— Texto de origem —
>>

A OPÇÃO PELOS POBRES (1)
Julio de Santa Ana
A leitura dos Evangelhos, especialmente a dos Sinóticos, dá evidências claras que, através de seu ministério, Jesus optou pelos pobres. Não se tratou de uma opção "preferencial". Simplesmente colocou-se a seu lado. Só assim se explica suas duras palavras aos ricos (cf Lc 6.24-26), suas exigências radicais aos mesmos (Lc 18.18-34) e sua ironia contundente com relação à dificuldade total que tem um rico para entrar no Reino de Deus ("é mais fácil que um camelo passe pelo buraco de uma agulha do que um rico entrar no Reino de Deus" — Lc 18.25). Só se pela graça de Deus o coração e o comportamento do rico mudassem, ou — dito de outro modo — se o rico deixasse de ser rico, poderia salvar-se (Lc 18.27). É indiscutível, portanto, a opção de Jesus pelos pobres. Por isso, sua palavra para eles é uma boa notícia. Para os ricos, ao contrário, é uma exigência severa para se arrependerem e mudarem de vida ("Vende tudo o que tens, reparte o dinheiro entre os pobres, terás tesouro no céu; depois vem e segue-me"). Os pobres, entretanto, como pobres recebem o Reino (Lc 6.20). Por esta razão podem sentir-se felizes (makarios = bem-aventurados).

<<

— Linhas de dados —
>>

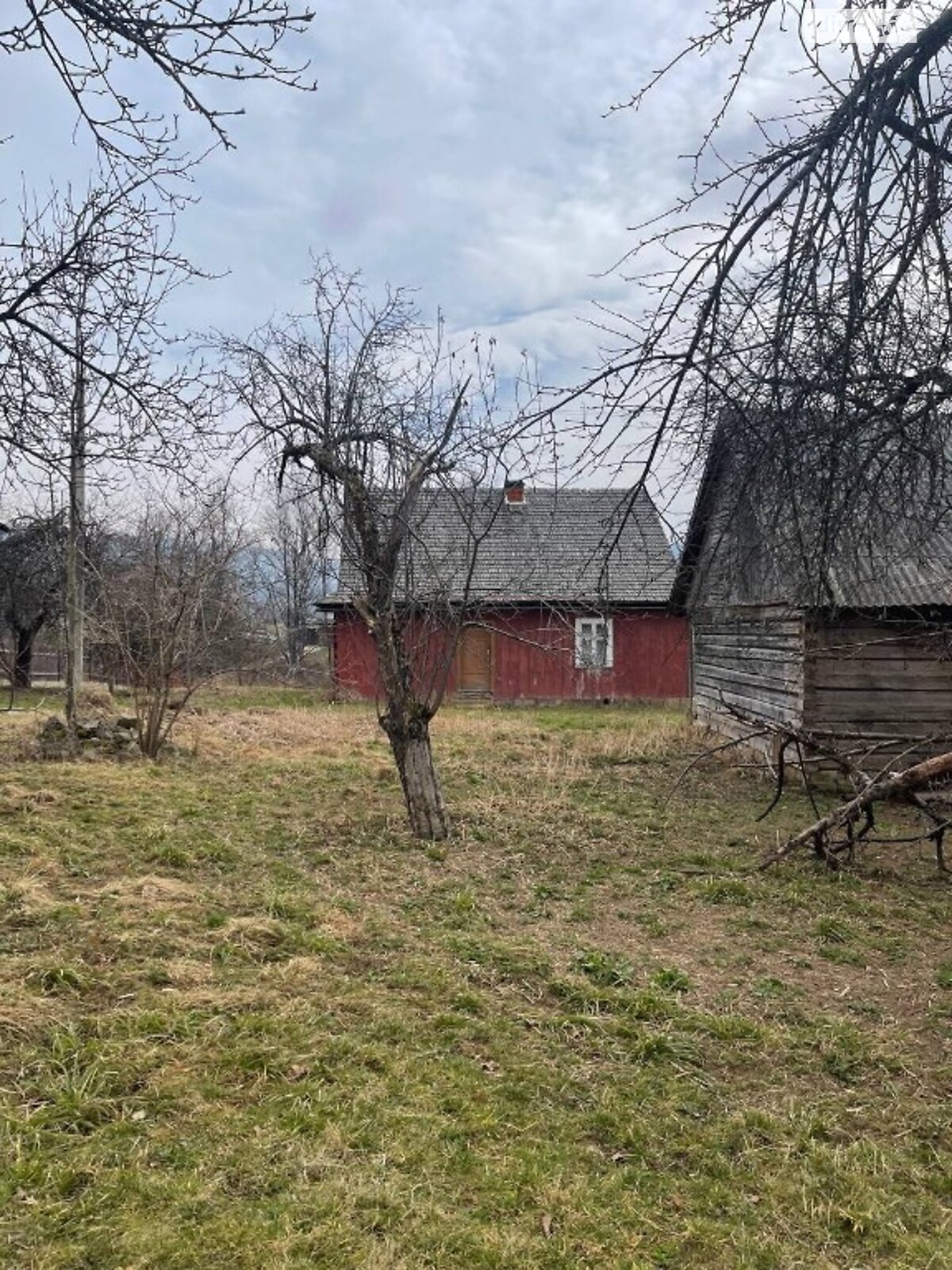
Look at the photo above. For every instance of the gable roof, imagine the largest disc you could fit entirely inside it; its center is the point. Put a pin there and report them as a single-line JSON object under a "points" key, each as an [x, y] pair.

<<

— Problemas a resolver —
- A) Que sentido o texto sobre a opção pelos pobres dá à palavra grega makarios?
- B) Retome o texto sobre a opção pelos pobres a partir da última frase apresentada.
As linhas de dados não têm relação com o texto sobre a opção pelos pobres.

— Respostas —
- A) Bem-aventurados.

- B)
Jesus coloca a necessidade da conversão tanto para o pobre como para o rico. Se a este, como indicamos acima, exige-lhe o arrependimento como ponto de partida para começar uma nova vida, na qual a generosidade e a capacidade de compartilhar predominam, Jesus chama o pobre a uma conversão diferente. Ela consiste por um lado, em superar o medo que tanto caracteriza os pobres frente a seus opressores. É um chamado a ter fé, em primeiro lugar. Com efeito, Jesus opõe a fé ao medo: os discípulos "são homens de pequena fé", porque têm medo (Mt 8.23-27; Mt 14.27-33). Quando os pobres superam o medo começam a manifestar, através de sua prática histórica, os sinais que marcam a proximidade do Reino de Deus e sua justiça. Ter fé é olhar para a frente, possuir o valor para enfrentar situações cruciais e decisivas.
E, por outro lado, esse chamado de conversão ao pobre é, em segundo lugar, para que obedeçam à vontade de Deus, que procura fazer prevalecer o amor e a justiça. Ou seja, o fato de ser pobre não é sinônimo de uma vida reta diante dos olhos de Deus. Também o pobre é chamado a "nascer de novo". Não obstante, porque sofre injustiça, opressão e violência por parte dos ricos e poderosos. Deus lhe dá o privilégio de ser herdeiro de seu Reino de justiça, de liberdade e de paz.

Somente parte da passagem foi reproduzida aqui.